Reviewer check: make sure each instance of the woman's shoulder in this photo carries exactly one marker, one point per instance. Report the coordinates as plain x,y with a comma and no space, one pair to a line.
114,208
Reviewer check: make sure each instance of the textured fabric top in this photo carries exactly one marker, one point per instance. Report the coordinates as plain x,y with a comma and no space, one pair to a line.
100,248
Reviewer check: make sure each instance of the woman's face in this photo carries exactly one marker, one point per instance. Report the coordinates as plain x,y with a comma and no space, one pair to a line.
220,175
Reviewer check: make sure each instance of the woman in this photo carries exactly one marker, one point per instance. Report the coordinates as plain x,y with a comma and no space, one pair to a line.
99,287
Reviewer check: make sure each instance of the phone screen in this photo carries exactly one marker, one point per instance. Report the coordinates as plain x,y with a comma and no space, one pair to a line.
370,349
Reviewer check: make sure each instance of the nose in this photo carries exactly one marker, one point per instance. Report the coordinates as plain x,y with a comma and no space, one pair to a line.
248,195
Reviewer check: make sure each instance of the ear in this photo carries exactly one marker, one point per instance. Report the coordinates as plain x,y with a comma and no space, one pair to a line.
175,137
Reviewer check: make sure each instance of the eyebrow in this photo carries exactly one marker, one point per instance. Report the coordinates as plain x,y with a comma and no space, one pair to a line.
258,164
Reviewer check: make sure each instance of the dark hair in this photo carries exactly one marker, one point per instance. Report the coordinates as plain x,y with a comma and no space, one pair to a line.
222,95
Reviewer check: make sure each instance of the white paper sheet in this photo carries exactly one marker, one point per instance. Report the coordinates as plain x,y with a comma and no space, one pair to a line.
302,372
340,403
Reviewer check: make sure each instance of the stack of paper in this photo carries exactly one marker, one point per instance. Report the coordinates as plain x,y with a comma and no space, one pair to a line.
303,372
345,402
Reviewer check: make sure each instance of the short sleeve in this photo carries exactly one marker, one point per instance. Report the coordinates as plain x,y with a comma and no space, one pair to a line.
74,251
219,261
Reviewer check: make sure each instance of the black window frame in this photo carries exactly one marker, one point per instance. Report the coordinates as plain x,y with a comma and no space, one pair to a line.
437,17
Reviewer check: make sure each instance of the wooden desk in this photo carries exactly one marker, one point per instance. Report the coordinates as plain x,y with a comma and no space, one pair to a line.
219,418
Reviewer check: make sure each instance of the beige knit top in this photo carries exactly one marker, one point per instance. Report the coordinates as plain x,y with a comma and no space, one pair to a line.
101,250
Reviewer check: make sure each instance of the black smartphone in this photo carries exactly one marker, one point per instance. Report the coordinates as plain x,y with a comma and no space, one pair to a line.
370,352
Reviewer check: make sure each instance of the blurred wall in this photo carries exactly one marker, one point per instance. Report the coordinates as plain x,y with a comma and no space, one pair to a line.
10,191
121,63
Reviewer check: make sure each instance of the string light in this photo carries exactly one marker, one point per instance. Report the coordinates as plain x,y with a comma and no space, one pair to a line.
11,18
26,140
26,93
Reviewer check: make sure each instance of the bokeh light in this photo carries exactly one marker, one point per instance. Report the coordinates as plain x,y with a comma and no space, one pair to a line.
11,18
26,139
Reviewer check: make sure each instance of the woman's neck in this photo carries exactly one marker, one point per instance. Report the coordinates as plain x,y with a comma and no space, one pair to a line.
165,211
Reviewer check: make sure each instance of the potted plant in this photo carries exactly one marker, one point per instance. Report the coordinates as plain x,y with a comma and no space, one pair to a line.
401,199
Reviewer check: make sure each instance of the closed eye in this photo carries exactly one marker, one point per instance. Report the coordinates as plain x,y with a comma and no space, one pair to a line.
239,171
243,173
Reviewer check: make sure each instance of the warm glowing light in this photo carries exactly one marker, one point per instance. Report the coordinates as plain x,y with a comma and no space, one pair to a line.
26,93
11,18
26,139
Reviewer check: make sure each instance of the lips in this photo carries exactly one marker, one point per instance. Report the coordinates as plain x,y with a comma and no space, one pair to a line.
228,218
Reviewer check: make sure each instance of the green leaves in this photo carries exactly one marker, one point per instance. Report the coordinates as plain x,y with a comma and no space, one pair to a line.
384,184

• • • • • • •

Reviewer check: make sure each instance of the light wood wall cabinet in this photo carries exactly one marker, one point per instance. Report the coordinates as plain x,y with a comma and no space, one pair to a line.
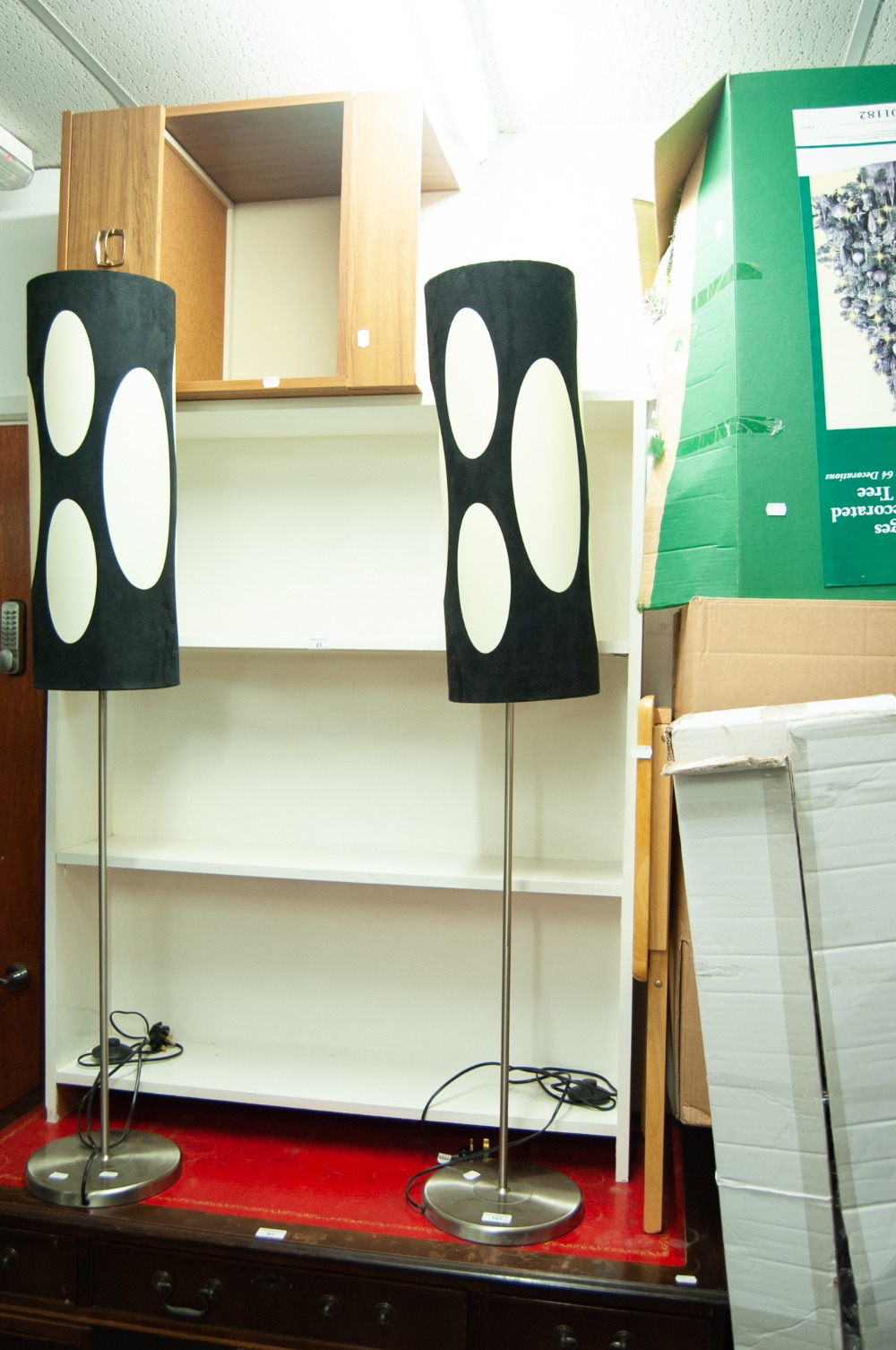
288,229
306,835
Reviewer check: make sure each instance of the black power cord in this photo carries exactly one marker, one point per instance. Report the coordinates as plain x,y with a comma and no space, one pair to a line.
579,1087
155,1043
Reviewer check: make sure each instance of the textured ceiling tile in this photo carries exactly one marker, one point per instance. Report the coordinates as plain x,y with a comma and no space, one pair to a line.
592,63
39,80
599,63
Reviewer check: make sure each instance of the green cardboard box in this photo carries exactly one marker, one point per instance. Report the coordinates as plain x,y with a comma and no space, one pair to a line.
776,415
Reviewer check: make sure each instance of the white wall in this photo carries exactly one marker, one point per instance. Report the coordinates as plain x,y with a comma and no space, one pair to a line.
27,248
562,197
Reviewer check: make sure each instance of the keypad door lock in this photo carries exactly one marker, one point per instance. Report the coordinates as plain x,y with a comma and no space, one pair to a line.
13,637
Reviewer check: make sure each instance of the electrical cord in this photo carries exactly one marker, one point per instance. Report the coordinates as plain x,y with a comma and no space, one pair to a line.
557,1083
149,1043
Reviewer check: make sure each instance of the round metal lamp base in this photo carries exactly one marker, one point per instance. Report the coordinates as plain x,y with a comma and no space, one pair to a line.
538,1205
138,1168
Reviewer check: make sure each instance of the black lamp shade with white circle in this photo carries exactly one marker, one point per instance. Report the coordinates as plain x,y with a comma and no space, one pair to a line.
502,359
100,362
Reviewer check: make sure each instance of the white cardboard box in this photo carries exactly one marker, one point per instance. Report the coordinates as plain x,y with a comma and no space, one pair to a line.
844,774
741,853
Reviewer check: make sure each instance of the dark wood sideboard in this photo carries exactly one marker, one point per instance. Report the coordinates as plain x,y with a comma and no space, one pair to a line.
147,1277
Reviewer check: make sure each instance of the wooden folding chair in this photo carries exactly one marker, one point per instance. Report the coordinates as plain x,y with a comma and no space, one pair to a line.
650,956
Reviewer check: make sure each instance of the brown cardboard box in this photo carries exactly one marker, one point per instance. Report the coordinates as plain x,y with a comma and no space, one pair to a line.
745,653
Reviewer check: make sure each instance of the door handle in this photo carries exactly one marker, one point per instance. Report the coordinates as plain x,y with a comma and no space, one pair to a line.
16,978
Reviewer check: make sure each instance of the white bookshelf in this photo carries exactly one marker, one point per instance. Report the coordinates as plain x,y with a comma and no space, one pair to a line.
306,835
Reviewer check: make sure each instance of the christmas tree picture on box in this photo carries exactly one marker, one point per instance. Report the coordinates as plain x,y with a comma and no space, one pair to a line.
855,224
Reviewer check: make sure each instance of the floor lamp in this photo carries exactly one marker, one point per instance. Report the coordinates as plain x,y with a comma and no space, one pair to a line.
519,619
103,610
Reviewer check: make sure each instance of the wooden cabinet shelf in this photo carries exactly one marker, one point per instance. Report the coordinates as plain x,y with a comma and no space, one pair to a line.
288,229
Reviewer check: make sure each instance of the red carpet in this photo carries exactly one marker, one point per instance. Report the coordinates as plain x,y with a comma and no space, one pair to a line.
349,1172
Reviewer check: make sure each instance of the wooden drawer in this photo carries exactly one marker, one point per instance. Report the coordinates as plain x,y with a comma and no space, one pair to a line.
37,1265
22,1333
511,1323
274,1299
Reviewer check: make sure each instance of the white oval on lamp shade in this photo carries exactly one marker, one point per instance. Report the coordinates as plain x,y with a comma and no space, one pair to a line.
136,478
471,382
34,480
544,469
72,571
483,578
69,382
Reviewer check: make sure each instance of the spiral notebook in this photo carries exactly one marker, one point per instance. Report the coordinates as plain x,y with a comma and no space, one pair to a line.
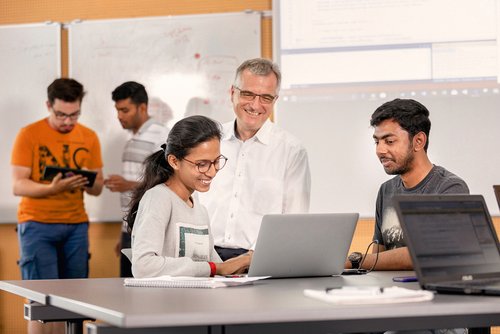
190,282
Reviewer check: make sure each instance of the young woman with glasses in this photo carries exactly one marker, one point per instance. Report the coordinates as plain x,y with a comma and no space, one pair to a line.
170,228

• • • • • • •

- Work instructions
Pick out every line in the items above that contains the word "cord" and copy each one in full.

- Result for this exercise
Reviewer check: make sure each instance of the black power cord in this photo carries exactly one marker, one point per instance. Report the coordinates as plain x,y with a comma and no space, one pair to a line.
Reviewer check: make sure each instance of the electrical cord in this photo carries exactly one marker, one point per instance. Report the coordinates as plain x,y with a comma and no space, one pair to a line.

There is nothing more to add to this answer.